▸ YOUR OBJECTIVE
Nothing but the records themselves, exactly as written and free of pictures, should appear in your response.

○ ○ ○ ○ ○ ○ ○

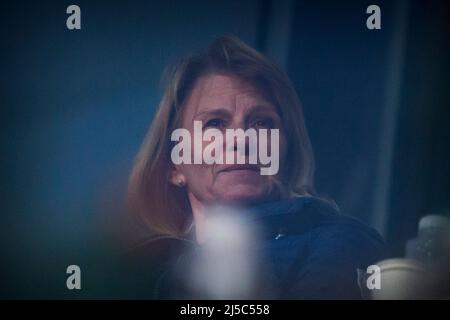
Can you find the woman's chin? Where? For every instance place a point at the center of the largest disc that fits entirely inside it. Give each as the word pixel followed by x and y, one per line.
pixel 242 195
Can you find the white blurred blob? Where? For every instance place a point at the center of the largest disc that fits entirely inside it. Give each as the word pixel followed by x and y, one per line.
pixel 227 263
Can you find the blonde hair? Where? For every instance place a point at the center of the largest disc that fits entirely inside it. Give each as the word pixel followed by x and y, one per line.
pixel 164 207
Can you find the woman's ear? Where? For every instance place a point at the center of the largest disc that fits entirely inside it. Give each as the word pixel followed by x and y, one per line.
pixel 177 178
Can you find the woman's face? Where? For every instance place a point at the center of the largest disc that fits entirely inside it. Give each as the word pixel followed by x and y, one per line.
pixel 227 102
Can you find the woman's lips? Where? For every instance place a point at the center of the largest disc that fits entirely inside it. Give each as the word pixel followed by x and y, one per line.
pixel 240 167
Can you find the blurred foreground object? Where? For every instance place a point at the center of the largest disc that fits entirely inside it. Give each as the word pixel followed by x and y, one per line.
pixel 425 273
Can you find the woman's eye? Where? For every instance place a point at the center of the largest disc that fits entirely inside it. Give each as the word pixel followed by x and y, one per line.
pixel 264 123
pixel 217 123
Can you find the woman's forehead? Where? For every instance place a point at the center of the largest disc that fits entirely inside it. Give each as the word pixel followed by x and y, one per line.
pixel 223 91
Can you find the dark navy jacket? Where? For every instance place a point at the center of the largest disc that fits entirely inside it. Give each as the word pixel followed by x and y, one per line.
pixel 311 251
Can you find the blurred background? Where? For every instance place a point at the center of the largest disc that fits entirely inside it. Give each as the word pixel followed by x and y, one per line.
pixel 75 106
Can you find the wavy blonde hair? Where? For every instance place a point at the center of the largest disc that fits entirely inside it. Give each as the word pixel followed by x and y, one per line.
pixel 164 207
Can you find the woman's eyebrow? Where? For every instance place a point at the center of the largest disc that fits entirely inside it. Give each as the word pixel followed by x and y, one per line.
pixel 217 111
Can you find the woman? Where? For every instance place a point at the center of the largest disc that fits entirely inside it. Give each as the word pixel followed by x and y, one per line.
pixel 307 249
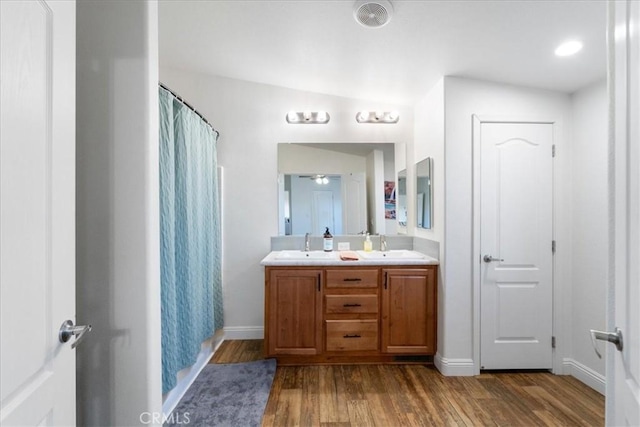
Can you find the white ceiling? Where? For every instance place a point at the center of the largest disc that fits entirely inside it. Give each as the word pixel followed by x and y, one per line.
pixel 317 46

○ ○ ○ ○ ○ ○ ○

▸ ANSWER BOX
Can you find the woman's chin? Where? For every instance place a point at the center of the largest disc that fits entirely inside it. Give each as the word pixel followed by x and y, one per line.
pixel 242 195
Can you find the white blurred blob? Where? For every instance place a point at the center of the largest disc that fits entirely inside it. Give each as the word pixel followed by x and y, one per line.
pixel 227 263
Can you find the blonde hair? Where? For every instance place a point at the center of the largest disc that fits entirely inside it. Give each as the word pixel followed by x and y, one per line.
pixel 164 207
Can you find the woman's ear? Where? For every instance place a point at the center of the largest disc that fits entirely inside it. Give each as the word pixel followed by x and y, one per line.
pixel 177 178
Can you find the woman's face? Where? For every instance place a point at the center of the largest disc that fits entirely inside it. Give each as the word pixel followed by x and y, one per line.
pixel 227 102
Can you find the woman's lips? Where? For every instance place a point at the center of the largest disc that fits entirely inside it. Give each as the word pixel followed by x and y, one per line.
pixel 240 167
Can you find the blurred foreground object? Where? For every instance place a point at the center of the largest disc that fits entirely inside it. Give each as the word pixel followed by x and y, one per line.
pixel 425 273
Can you find the woman's eye? Where? For every instance place a point at the center of the largest disc that fits entirely inside it. Give each as the word pixel followed by x and y, one per line.
pixel 264 123
pixel 217 123
Can you find the woman's forehead? Where? For every instance place a point at the center of the largest disc that fits entirely inside it. Give each as the word pixel followed by x and y, one per line.
pixel 223 91
Can you find the dark navy jacket? Where? For every instance place a point at the center of the largest disc that fits entirely inside it. Give each as the word pixel followed by x and y, one per line.
pixel 311 251
Can you find the blurred background? Where? For every instance place a point at the center of the largest disc that fits entirely inside it. Give each as the word pixel followed by x and y, one per line.
pixel 75 106
Can you find the wavy blonde hair? Where? For every instance place a point at the center of the largest disc that fits entirely inside it. Give each as the word pixel followed by x and y, one per line.
pixel 164 207
Can you find the woman's eyebrow? Where? For every instance place a point at the center of the largest disc that fits entirely inside it. Give each as the word pixel followed by x and y, one per line.
pixel 217 111
Can you find the woman? Where? For every instance place a point at the center of the largest disc that fits entirely inside it. Give each as the word pixel followed by x and y, one per line.
pixel 307 249
Can you find the white ceiling? Where? For every instance place a point at the center of the largest disc that fits entirely inside it. Give each as the word pixel followed by x and y, one per line.
pixel 317 46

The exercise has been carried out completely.